Records excerpted from a collection:
>> begin

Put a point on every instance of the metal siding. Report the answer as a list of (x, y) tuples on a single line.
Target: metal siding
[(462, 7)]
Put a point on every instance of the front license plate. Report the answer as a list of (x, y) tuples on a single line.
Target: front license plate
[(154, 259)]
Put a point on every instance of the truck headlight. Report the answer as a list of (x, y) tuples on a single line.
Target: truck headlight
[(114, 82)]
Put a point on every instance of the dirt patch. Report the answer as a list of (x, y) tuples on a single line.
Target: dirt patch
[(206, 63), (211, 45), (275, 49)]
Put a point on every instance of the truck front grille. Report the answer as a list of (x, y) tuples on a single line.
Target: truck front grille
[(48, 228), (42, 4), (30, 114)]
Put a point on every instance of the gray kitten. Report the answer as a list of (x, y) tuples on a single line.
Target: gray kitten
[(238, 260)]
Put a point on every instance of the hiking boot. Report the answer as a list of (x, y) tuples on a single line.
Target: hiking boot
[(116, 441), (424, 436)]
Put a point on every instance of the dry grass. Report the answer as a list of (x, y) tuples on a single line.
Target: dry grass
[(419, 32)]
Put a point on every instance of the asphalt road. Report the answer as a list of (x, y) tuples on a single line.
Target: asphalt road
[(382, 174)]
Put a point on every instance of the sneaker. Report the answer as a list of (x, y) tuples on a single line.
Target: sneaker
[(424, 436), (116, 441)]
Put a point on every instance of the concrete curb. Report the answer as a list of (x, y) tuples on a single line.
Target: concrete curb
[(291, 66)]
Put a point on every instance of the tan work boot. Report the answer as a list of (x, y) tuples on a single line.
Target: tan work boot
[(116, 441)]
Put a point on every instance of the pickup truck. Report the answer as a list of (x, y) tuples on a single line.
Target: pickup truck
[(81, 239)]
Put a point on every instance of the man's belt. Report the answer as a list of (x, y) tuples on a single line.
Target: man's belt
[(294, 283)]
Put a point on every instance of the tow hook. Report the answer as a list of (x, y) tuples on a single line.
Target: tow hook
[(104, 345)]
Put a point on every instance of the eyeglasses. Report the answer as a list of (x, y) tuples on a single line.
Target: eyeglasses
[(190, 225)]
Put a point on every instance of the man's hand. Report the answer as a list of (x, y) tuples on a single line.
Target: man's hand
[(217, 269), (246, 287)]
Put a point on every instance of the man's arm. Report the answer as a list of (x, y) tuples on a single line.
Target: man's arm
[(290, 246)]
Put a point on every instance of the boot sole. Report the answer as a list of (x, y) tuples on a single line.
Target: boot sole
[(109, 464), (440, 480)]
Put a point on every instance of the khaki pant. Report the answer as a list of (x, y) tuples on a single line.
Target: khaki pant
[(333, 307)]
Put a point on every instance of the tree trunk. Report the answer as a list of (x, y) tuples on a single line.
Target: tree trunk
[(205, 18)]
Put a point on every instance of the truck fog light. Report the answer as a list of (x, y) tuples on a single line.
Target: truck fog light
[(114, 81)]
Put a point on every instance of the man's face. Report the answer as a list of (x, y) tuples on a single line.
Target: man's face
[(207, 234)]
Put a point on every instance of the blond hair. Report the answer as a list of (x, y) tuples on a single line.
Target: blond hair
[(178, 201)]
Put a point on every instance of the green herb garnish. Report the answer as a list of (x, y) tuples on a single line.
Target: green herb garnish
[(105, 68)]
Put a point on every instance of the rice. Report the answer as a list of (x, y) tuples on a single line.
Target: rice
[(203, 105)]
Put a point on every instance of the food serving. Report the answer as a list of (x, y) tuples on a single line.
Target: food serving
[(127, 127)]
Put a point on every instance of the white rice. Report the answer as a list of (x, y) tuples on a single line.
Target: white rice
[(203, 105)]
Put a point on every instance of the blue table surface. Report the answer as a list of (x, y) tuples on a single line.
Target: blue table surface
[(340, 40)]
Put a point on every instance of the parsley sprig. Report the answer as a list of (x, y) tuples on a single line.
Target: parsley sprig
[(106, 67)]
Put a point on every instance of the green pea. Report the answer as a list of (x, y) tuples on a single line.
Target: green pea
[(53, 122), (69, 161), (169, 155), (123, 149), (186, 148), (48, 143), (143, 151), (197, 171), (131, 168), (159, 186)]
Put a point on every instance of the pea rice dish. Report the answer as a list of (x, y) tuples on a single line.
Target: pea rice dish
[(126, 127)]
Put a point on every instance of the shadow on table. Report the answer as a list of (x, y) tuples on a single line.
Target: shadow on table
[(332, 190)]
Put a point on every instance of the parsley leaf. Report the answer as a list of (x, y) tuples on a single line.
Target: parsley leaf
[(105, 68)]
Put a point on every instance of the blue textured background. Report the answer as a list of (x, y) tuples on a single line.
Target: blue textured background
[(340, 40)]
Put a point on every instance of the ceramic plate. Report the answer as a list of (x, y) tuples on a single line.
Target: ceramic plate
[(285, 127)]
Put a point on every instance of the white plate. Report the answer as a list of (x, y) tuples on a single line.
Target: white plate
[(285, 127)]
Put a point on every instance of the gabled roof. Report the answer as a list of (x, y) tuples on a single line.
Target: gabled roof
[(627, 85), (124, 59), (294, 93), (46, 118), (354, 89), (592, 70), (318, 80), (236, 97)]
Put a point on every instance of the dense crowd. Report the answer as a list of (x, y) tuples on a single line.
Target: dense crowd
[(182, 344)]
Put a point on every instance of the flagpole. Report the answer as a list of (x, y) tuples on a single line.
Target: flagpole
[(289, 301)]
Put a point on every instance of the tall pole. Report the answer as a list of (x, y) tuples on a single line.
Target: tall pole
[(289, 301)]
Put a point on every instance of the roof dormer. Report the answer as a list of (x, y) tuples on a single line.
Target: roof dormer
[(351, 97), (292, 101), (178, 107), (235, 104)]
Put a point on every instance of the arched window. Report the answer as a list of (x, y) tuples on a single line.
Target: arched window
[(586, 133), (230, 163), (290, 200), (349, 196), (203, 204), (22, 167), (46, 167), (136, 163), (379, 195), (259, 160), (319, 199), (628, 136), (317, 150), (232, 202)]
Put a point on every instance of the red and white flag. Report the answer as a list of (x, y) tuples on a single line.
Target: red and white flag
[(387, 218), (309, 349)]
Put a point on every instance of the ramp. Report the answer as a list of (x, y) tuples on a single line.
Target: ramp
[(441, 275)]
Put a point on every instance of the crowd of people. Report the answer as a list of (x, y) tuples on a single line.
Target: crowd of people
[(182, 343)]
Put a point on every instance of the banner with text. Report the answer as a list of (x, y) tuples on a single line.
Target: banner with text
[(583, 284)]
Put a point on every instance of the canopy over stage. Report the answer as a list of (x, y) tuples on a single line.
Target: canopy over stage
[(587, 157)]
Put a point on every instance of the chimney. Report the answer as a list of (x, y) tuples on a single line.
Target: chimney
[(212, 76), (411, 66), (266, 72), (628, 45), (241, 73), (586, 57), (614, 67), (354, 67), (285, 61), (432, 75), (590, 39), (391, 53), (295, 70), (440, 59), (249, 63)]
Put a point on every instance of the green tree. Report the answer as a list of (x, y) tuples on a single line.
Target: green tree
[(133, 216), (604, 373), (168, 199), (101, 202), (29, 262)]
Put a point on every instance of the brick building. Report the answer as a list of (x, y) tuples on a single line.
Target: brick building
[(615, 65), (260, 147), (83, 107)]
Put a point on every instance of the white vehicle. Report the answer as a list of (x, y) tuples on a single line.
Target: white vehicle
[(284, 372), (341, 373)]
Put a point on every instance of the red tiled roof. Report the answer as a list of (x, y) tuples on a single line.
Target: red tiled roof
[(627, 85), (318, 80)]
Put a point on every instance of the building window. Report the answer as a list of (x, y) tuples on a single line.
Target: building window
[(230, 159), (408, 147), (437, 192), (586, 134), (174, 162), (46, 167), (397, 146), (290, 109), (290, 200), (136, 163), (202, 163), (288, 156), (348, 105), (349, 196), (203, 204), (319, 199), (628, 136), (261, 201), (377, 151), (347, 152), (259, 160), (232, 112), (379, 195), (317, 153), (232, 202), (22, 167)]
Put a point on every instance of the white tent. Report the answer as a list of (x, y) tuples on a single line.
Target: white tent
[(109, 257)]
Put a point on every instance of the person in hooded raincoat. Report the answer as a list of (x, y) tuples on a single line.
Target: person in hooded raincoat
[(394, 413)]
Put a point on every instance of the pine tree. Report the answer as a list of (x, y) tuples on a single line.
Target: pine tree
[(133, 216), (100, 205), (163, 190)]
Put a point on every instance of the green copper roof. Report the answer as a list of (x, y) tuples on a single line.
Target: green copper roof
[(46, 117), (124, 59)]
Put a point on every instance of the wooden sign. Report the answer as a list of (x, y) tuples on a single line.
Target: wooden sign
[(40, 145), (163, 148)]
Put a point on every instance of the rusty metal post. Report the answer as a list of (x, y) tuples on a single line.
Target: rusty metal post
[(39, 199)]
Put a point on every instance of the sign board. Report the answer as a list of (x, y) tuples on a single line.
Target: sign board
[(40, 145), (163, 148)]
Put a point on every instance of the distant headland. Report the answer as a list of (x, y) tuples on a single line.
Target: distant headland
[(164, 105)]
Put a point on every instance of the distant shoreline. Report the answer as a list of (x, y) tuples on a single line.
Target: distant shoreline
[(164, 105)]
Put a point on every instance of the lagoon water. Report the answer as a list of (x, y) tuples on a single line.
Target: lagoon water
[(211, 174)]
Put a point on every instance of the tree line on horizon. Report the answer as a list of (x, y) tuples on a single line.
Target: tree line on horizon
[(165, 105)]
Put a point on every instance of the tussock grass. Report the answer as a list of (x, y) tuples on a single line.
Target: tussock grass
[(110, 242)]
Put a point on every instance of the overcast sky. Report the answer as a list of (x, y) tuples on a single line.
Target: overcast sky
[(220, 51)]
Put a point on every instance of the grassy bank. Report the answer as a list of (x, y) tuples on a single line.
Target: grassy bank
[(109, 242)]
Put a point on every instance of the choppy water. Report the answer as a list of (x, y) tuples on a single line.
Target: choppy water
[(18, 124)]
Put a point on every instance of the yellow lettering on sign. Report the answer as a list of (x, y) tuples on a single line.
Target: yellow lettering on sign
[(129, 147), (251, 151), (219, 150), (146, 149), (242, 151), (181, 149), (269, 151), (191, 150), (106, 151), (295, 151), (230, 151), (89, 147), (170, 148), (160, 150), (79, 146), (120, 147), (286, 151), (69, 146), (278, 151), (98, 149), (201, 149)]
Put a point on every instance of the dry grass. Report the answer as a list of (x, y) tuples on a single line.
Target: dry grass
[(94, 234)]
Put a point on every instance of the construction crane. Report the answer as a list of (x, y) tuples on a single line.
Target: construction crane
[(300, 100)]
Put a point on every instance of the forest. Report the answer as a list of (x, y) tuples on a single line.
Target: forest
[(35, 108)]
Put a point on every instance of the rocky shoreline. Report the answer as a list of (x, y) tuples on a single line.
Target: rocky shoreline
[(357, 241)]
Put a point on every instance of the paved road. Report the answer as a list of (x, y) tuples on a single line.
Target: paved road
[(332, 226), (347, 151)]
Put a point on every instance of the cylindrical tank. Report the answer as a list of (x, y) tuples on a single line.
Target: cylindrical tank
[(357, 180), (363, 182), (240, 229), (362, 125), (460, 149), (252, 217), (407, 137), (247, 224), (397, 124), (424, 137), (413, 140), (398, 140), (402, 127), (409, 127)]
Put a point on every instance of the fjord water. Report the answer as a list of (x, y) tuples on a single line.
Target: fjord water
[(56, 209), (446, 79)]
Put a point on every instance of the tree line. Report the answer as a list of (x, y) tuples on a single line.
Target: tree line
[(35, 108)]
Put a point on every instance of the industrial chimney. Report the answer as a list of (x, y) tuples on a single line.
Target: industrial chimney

>> end

The request -
Please render everything from the line containing "Put a point on every instance of the flagpole." down through the line containing "[(351, 97), (292, 101), (178, 107), (235, 104)]" as a two-column CSV headed text and answer, with one row per record. Put each field in quotation marks and turn its line breaks into spaces, leaving out all other records.

Exercise result -
text,answer
"Put a point on every instance of the flagpole. Report the answer as a list of (x, y) tuples on a single line. Target: flagpole","[(289, 301)]"
"Put a point on every instance of the tall pole. Report the answer as a list of (x, y) tuples on a single line. Target: tall pole","[(289, 301)]"
"Put a point on every instance of the roof dormer. Report the answer as a list of (x, y) tuples on a single line. Target: roof dormer","[(351, 97), (292, 101), (178, 107), (235, 104)]"